• Given instruction: Could you format the lines below as a numbered list, skipping any blank ones?

------------------------------------------------------------------------

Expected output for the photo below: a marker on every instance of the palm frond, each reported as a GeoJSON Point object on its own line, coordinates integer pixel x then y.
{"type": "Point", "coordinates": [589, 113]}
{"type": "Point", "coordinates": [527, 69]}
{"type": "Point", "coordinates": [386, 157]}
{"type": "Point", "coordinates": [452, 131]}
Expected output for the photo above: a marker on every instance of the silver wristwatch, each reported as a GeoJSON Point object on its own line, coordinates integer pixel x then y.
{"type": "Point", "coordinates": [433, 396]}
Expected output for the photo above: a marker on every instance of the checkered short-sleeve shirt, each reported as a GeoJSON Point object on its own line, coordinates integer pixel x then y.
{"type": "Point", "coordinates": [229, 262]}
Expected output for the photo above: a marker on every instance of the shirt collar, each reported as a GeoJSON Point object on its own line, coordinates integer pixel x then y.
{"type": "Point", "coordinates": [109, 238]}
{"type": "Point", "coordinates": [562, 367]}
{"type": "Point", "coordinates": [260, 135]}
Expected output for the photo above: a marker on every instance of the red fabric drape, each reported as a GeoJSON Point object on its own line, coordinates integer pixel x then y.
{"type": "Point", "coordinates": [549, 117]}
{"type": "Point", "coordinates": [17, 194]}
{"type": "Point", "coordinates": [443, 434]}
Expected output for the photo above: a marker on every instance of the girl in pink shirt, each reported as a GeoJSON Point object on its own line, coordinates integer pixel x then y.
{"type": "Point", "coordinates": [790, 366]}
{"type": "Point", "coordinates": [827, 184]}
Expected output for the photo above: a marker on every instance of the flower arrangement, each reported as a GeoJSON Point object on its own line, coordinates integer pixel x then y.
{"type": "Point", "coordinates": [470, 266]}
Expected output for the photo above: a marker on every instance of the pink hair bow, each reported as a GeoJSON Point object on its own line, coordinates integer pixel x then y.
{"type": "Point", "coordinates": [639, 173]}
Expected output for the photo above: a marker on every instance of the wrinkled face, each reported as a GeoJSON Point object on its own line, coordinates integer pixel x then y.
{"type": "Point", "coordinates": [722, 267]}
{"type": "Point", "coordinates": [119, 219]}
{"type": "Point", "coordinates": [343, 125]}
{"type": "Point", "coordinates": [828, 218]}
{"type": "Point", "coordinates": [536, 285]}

------------------------------------------------------------------------

• Expected answer:
1. Expected output for the photo below: a marker on every instance of the palm frond, each reported as a GeoJSON Point object on its own line, coordinates integer pixel x then y.
2. {"type": "Point", "coordinates": [589, 113]}
3. {"type": "Point", "coordinates": [527, 69]}
4. {"type": "Point", "coordinates": [386, 157]}
5. {"type": "Point", "coordinates": [452, 131]}
6. Expected output for the photo above: a marker on every instance of the silver wristwatch, each reported as a GeoJSON Point object on its own line, coordinates integer pixel x then y.
7. {"type": "Point", "coordinates": [433, 396]}
8. Expected output for the photo above: a marker on every instance of the checkered short-sleeve shirt, each reported as a GeoJSON Point object on its own line, coordinates integer pixel x then y.
9. {"type": "Point", "coordinates": [229, 262]}
10. Expected output for the photo above: a marker on every instance of the shirt collar, each reported as a GeoJSON Point object on its own line, coordinates integer pixel x then y.
11. {"type": "Point", "coordinates": [109, 238]}
12. {"type": "Point", "coordinates": [562, 367]}
13. {"type": "Point", "coordinates": [260, 135]}
14. Expected output for the photo above: a marker on every instance of the red fabric drape, each reported as a GeoJSON Point object on its own line, coordinates integer pixel x then y.
15. {"type": "Point", "coordinates": [549, 117]}
16. {"type": "Point", "coordinates": [17, 194]}
17. {"type": "Point", "coordinates": [443, 434]}
18. Expected output for the photo above: a marker on every instance of the girl in pink shirt, each reported as a GeoJSON Point object on its own line, coordinates integer pixel x then y.
19. {"type": "Point", "coordinates": [790, 366]}
20. {"type": "Point", "coordinates": [827, 184]}
21. Expected output for the photo above: a marker on every instance of the flower arrangement, each reported as a GeoJSON Point object on its own line, coordinates integer pixel x then y.
22. {"type": "Point", "coordinates": [470, 266]}
23. Expected output for the photo above: a marker on every instance of the pink hair bow, each reported as a GeoJSON Point object on its own line, coordinates integer pixel x then y.
24. {"type": "Point", "coordinates": [639, 173]}
25. Expected output for the photo above: a marker on every instance of the wrinkled face, each reported as a GeoJSON Point object on its own line, coordinates integer pixel x then y.
26. {"type": "Point", "coordinates": [722, 267]}
27. {"type": "Point", "coordinates": [119, 219]}
28. {"type": "Point", "coordinates": [343, 125]}
29. {"type": "Point", "coordinates": [828, 218]}
30. {"type": "Point", "coordinates": [536, 285]}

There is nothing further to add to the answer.